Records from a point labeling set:

* * *

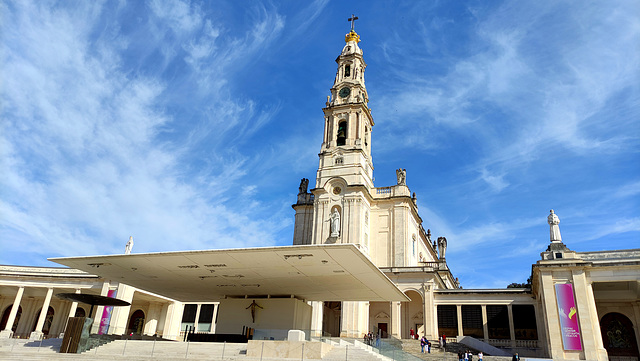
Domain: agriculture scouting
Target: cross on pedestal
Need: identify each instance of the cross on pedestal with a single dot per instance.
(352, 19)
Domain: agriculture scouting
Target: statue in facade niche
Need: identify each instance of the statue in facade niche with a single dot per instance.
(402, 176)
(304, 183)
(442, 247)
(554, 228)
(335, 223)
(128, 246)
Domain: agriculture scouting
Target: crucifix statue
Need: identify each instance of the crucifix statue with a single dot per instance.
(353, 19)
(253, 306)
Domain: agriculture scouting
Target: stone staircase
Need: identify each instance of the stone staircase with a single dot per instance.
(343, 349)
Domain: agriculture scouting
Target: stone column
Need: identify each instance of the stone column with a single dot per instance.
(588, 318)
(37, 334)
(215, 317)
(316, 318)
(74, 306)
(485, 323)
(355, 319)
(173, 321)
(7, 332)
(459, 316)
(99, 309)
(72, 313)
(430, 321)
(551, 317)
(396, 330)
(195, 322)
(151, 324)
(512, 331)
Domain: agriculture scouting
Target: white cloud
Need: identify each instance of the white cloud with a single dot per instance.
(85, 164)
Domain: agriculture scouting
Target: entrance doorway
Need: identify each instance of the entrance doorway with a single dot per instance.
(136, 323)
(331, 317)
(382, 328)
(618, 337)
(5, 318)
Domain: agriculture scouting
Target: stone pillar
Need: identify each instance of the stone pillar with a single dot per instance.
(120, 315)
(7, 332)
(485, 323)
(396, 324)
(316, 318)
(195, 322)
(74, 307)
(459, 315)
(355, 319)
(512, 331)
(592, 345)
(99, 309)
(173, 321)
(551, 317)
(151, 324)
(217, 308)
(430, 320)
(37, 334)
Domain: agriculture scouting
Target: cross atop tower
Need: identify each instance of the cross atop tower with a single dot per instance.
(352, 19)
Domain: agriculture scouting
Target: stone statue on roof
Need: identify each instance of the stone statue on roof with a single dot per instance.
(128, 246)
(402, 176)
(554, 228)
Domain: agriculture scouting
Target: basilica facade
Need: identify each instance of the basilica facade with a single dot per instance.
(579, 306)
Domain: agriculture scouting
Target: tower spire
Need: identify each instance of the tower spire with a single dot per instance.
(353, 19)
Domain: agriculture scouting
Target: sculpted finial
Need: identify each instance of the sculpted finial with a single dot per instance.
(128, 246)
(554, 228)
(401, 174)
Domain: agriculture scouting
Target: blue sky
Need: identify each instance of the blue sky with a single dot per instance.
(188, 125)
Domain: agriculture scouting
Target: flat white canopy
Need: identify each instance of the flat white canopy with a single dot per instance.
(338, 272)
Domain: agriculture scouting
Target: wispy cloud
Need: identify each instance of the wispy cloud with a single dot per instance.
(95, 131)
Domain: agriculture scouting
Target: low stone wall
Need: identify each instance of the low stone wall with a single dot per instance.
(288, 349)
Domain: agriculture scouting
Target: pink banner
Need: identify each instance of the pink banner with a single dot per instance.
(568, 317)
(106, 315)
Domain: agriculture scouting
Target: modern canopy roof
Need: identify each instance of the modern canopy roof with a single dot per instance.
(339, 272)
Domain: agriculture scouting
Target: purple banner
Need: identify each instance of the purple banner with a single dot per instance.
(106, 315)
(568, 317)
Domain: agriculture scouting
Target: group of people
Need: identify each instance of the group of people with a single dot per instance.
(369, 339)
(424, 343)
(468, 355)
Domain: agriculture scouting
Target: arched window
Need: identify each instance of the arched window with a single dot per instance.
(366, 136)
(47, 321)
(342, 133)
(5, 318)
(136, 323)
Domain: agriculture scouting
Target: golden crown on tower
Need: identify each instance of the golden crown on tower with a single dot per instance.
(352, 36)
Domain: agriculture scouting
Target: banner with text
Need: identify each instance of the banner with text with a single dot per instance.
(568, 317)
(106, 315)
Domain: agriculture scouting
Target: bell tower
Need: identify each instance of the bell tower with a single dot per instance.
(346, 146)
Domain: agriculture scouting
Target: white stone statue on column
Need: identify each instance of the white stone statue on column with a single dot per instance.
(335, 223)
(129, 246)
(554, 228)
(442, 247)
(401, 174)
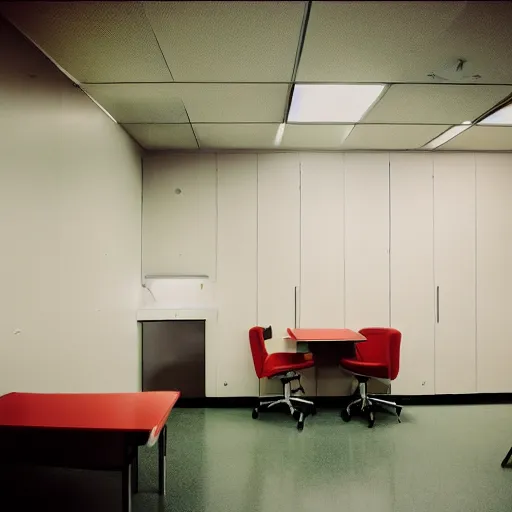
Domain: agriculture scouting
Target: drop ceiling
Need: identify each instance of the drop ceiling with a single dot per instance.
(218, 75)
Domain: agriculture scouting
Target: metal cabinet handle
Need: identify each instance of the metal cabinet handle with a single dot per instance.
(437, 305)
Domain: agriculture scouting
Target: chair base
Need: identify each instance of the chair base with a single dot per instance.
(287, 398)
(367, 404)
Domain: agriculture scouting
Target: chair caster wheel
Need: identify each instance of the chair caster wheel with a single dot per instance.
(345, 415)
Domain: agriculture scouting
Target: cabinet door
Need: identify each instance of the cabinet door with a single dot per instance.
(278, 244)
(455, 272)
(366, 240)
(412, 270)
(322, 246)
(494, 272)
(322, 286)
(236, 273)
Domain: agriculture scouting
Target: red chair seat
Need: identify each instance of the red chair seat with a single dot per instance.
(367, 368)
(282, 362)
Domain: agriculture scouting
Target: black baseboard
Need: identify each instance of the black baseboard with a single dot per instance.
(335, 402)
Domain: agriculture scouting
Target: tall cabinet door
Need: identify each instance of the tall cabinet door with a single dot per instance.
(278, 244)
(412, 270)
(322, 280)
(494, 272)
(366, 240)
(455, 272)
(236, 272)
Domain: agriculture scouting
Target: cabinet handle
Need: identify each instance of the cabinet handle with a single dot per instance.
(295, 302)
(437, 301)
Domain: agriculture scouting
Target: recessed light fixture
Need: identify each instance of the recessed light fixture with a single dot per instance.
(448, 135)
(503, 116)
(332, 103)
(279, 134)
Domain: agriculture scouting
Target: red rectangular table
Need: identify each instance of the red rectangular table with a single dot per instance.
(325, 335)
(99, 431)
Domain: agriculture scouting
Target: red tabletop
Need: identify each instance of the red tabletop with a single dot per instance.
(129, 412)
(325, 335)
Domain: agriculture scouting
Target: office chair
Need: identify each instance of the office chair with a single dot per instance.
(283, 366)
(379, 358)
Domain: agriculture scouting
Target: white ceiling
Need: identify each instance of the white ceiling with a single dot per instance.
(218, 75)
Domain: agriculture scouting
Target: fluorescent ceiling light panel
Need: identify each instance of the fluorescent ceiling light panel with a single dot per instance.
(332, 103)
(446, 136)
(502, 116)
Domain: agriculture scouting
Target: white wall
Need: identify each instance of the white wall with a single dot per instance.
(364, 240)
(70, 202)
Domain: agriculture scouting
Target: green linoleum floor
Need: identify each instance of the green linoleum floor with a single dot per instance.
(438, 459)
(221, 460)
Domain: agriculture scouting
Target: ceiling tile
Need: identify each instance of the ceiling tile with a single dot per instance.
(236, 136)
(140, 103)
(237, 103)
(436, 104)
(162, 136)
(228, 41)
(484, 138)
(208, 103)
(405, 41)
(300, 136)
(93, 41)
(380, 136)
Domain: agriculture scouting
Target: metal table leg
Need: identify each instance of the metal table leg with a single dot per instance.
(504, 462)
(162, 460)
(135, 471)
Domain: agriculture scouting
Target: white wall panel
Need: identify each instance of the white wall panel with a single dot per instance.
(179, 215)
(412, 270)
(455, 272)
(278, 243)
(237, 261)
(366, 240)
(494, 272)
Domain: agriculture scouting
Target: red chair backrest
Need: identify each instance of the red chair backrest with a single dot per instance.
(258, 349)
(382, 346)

* * *

Exercise goal:
Pull out each line in the entries above that contains the word "black".

Worked solution:
Target: black baseboard
Need: identify each instance of the black baseboard with a single dot per instance.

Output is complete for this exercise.